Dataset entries
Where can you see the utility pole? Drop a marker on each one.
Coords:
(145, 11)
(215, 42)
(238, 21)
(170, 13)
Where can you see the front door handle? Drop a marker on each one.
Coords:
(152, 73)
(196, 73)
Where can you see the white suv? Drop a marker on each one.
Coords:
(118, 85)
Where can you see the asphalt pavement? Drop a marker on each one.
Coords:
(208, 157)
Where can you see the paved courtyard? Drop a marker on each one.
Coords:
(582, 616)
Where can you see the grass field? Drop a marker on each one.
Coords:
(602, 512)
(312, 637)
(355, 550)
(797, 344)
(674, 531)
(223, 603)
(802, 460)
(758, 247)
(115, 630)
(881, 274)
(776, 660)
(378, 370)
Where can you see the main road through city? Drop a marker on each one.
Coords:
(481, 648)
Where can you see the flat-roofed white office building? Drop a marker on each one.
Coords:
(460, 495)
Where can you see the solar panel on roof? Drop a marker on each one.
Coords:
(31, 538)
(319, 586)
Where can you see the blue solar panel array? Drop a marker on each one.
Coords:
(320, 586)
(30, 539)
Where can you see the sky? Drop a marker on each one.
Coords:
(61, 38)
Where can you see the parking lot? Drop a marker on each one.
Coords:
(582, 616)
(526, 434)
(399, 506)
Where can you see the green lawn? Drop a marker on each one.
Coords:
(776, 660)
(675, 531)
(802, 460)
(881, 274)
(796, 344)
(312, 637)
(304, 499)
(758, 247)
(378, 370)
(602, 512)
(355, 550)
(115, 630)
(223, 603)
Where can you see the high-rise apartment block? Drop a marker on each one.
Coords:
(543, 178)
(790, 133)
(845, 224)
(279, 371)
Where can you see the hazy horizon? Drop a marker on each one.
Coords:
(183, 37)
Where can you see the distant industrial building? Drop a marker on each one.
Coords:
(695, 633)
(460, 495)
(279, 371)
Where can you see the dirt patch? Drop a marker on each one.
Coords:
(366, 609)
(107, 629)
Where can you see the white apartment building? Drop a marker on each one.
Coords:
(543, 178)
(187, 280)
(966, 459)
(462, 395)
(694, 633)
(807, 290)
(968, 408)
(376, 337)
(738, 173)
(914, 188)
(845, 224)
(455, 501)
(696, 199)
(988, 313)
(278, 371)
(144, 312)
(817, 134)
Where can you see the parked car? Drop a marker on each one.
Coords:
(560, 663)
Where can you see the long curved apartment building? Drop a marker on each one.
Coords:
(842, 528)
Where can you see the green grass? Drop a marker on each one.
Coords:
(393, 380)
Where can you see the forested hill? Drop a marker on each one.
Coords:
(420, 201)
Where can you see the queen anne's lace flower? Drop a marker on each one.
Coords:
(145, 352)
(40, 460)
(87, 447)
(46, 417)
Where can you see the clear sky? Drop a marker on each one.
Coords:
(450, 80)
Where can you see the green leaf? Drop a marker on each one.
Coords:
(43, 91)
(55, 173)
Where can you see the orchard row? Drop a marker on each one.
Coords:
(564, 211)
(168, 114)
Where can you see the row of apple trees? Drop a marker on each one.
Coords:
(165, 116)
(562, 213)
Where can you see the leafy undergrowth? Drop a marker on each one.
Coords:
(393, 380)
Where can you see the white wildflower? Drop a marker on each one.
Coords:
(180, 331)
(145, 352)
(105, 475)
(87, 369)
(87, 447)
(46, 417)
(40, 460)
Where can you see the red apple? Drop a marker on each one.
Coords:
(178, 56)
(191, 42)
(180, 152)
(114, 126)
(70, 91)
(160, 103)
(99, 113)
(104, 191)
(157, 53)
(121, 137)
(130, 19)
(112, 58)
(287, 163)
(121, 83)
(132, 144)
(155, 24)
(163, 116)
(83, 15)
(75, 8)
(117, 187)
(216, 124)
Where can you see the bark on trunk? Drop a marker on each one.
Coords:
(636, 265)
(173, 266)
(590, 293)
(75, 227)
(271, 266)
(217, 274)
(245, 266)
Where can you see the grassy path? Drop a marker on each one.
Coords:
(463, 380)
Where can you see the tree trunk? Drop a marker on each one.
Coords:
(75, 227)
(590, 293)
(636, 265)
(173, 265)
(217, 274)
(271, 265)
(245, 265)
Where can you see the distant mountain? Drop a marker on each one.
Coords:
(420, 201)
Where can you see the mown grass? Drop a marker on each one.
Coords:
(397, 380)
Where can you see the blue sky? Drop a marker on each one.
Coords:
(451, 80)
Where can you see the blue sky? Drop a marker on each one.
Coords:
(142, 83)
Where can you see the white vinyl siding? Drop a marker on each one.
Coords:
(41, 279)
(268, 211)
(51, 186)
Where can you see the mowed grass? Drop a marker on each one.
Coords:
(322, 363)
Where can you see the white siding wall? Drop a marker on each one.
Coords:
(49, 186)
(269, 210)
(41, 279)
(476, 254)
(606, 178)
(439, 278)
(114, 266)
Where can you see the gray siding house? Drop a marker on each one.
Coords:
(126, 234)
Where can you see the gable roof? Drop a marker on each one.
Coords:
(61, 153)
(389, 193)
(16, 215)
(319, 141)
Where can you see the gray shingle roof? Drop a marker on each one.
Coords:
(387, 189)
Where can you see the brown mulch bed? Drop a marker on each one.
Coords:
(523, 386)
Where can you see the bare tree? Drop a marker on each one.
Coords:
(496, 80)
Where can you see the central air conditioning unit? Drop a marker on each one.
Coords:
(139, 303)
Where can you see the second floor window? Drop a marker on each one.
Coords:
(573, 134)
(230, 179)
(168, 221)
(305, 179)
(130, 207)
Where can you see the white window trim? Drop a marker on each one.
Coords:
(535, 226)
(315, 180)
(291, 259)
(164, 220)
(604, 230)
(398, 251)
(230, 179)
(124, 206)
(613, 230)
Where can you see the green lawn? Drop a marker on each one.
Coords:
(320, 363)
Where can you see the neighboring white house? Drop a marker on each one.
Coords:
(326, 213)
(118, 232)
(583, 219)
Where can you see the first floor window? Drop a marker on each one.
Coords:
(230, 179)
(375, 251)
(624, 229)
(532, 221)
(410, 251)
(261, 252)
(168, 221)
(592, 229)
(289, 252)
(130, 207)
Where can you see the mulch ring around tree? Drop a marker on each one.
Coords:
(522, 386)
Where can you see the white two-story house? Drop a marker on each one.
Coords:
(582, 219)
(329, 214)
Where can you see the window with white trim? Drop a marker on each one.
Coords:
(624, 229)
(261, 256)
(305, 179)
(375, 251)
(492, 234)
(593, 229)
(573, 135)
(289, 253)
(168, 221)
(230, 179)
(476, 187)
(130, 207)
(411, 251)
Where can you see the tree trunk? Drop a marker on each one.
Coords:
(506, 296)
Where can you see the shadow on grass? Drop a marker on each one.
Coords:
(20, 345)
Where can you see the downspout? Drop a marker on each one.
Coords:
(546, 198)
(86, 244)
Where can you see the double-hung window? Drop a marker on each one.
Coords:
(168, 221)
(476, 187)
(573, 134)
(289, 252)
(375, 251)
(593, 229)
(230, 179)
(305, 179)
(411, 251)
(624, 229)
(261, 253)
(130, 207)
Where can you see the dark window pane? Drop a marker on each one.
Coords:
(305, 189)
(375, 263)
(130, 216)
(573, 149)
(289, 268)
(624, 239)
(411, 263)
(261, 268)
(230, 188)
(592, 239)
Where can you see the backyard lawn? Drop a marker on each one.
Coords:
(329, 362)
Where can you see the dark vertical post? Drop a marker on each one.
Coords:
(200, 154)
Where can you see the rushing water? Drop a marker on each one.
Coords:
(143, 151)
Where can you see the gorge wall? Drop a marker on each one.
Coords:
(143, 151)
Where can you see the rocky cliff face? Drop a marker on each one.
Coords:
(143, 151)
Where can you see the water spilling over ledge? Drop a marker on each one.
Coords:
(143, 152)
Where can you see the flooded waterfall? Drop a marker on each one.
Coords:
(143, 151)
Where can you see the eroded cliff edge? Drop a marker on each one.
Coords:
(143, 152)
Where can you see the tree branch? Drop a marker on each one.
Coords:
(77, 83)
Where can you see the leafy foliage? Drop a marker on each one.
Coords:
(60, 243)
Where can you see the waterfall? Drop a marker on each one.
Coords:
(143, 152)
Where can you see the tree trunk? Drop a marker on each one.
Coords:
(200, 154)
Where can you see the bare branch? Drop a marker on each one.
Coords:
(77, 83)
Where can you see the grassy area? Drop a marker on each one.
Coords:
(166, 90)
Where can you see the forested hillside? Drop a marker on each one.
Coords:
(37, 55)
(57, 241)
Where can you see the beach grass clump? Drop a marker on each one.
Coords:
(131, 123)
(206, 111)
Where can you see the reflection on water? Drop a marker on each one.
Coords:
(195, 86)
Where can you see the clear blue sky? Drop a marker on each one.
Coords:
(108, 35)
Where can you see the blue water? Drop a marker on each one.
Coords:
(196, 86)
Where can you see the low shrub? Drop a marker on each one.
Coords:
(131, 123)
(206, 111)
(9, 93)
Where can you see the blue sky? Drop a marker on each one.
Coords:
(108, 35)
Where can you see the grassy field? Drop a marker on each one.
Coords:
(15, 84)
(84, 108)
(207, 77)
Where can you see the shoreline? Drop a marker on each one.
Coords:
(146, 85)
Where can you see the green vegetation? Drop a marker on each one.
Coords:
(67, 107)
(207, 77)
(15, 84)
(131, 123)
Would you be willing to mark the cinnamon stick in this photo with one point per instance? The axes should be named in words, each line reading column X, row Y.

## Activity
Find all the lines with "floor" in the data and copy them.

## Output for this exercise
Where can you see the second floor window? Drop a marker on each one.
Where can you see the first floor window? Drop a marker on each one.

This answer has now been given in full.